§ **SHORT EXERCISE**
Copy the records below word for word, from their first line through the line holding "[0,469,477,719]", including that line.

Stored items:
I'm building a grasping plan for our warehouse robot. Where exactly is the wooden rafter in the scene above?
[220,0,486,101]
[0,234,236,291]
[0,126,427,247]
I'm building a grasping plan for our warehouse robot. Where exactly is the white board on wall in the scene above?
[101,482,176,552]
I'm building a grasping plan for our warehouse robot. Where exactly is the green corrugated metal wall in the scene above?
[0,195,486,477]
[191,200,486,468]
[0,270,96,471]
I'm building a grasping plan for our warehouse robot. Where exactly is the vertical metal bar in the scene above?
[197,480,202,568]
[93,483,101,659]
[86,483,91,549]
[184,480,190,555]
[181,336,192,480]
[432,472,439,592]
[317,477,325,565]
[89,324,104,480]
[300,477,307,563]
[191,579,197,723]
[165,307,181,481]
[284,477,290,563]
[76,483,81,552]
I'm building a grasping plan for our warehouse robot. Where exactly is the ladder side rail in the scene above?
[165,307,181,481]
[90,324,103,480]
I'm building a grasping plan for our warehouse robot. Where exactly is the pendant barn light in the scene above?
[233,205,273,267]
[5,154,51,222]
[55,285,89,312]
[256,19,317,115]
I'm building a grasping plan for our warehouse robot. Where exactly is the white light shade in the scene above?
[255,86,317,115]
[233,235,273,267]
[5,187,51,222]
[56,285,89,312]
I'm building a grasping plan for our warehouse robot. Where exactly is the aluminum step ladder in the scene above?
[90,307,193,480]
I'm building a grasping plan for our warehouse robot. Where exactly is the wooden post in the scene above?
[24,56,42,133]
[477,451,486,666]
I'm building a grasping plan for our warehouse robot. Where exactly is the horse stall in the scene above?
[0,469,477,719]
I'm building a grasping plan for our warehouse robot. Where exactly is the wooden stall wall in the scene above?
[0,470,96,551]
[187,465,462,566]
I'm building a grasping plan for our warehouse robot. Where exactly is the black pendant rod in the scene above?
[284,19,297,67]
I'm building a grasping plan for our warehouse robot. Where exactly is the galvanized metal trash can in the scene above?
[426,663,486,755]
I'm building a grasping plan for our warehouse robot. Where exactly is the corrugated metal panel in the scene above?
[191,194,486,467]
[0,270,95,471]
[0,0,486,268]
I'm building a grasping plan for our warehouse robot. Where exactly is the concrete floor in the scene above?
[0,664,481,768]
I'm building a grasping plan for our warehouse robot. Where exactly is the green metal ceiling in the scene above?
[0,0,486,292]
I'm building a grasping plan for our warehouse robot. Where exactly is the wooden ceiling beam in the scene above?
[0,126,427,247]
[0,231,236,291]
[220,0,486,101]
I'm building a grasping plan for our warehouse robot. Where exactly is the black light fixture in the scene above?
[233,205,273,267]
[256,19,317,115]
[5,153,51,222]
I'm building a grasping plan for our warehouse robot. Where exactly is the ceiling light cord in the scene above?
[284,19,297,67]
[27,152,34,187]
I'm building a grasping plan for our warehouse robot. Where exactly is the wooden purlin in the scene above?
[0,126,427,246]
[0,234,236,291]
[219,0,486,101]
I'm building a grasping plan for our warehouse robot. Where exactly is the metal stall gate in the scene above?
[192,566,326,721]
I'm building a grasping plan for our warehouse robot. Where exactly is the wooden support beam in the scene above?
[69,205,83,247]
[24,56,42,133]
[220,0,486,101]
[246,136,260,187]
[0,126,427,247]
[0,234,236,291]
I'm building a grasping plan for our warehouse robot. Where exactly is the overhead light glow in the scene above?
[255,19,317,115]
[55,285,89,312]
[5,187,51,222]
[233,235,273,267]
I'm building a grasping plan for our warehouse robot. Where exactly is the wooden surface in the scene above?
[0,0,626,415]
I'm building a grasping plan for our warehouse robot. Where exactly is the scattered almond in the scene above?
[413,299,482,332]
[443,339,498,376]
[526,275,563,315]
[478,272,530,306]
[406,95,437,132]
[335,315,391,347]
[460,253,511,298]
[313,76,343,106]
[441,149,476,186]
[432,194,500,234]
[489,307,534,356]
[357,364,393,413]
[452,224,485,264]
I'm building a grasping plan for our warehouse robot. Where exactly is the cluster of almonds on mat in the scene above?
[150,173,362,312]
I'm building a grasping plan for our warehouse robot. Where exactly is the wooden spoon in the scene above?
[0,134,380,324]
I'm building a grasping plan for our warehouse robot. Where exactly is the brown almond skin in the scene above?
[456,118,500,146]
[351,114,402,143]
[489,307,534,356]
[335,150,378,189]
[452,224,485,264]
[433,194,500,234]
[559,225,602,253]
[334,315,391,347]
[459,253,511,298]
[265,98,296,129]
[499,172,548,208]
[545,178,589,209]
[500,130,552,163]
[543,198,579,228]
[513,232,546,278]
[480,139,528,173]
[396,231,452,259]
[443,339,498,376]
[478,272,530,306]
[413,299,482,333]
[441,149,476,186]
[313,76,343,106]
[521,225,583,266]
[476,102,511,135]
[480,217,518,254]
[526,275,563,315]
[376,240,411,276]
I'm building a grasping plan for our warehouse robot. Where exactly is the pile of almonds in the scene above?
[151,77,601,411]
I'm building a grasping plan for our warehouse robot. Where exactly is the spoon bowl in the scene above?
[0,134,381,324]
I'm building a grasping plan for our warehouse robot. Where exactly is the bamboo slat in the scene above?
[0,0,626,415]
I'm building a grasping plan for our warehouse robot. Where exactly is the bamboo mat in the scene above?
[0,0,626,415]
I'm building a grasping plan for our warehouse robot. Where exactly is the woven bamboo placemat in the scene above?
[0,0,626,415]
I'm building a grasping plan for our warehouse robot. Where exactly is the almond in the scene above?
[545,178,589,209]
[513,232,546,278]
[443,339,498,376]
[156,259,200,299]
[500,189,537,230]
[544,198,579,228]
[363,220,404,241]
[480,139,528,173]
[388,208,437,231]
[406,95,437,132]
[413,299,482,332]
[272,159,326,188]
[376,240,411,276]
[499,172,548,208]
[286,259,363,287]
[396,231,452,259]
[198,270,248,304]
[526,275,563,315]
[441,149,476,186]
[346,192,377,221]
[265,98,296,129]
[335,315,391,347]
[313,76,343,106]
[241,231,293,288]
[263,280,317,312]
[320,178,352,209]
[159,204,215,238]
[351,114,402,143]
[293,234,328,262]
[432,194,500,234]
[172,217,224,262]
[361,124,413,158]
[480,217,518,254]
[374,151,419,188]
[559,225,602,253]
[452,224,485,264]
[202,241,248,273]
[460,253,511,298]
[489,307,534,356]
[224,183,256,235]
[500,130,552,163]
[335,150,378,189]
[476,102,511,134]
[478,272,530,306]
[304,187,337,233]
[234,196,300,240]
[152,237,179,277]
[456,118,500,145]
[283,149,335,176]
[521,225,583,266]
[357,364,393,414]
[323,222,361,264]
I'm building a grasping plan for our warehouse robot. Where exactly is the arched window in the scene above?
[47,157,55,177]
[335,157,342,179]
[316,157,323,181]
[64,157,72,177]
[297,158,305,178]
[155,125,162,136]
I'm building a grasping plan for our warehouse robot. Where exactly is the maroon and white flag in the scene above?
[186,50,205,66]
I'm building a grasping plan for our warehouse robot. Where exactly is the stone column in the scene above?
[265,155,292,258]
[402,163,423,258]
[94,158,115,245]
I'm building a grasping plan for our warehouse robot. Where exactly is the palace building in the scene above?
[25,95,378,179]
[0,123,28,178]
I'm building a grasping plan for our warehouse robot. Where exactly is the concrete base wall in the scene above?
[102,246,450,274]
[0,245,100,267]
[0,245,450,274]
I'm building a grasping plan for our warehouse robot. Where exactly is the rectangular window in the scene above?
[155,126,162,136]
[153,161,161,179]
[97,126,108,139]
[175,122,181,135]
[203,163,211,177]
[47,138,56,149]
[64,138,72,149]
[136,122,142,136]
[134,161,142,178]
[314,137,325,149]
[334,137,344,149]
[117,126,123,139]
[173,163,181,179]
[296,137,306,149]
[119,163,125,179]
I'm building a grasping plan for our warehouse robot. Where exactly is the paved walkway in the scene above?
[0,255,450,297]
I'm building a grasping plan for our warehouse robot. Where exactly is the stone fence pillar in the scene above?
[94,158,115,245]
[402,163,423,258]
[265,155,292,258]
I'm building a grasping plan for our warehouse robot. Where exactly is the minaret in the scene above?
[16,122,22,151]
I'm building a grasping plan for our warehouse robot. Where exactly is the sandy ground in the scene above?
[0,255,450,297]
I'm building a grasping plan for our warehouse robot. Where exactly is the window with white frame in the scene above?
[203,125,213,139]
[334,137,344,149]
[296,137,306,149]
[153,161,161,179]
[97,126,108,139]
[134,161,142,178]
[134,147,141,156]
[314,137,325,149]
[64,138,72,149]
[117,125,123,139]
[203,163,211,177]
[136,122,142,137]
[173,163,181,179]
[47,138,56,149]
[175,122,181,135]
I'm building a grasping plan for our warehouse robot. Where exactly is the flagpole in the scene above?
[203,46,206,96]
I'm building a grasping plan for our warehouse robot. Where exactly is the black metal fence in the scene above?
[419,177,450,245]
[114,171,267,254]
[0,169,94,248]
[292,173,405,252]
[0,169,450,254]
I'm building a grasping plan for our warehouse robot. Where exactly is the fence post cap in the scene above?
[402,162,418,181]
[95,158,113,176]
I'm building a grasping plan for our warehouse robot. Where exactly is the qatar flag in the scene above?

§ **SOLUTION**
I'm building a grasping plan for our warehouse robot. Where exactly is the wooden rafter in the scene above?
[220,0,486,101]
[0,234,236,291]
[0,126,427,247]
I'm building a grasping plan for our warehouse robot. Where exactly is the white board on wall in the scene above?
[101,482,176,552]
I'm building a grasping plan for our warehouse robot. Where exactly is the green corrugated metal wall in the scene above?
[0,195,486,477]
[191,200,486,468]
[0,270,96,471]
I'm building a grasping plan for our warehouse robot. Where exactly is the vertical metal bar in the scene above?
[197,480,202,568]
[93,483,101,659]
[86,483,91,549]
[184,480,190,555]
[181,336,192,480]
[432,472,439,592]
[317,477,325,565]
[89,324,104,480]
[300,477,307,563]
[191,579,197,723]
[165,307,181,481]
[284,477,290,563]
[76,483,81,552]
I'm building a grasping plan for our warehouse robot. Where exactly is the ladder side rail in the scene above?
[165,307,181,481]
[90,324,103,480]
I'm building a grasping plan for our warehouse robot. Where exactly is the pendant barn light in the scene above?
[233,205,273,267]
[5,154,51,222]
[55,285,89,312]
[256,19,317,115]
I'm building a grasping plan for our warehouse robot. Where exactly is the white light shade in the scene above?
[255,86,317,115]
[233,235,273,267]
[5,187,51,222]
[56,285,89,312]
I'm building a grasping plan for our warehouse robot. Where exactly is the aluminum step ladder in the scene above?
[90,307,193,480]
I'm building a grasping plan for our warehouse robot. Where exactly is the wooden post in the scene above?
[24,56,42,133]
[477,451,486,666]
I'm building a grasping plan for our warehouse robot. Where exactly is the horse stall in the scene above?
[0,469,477,719]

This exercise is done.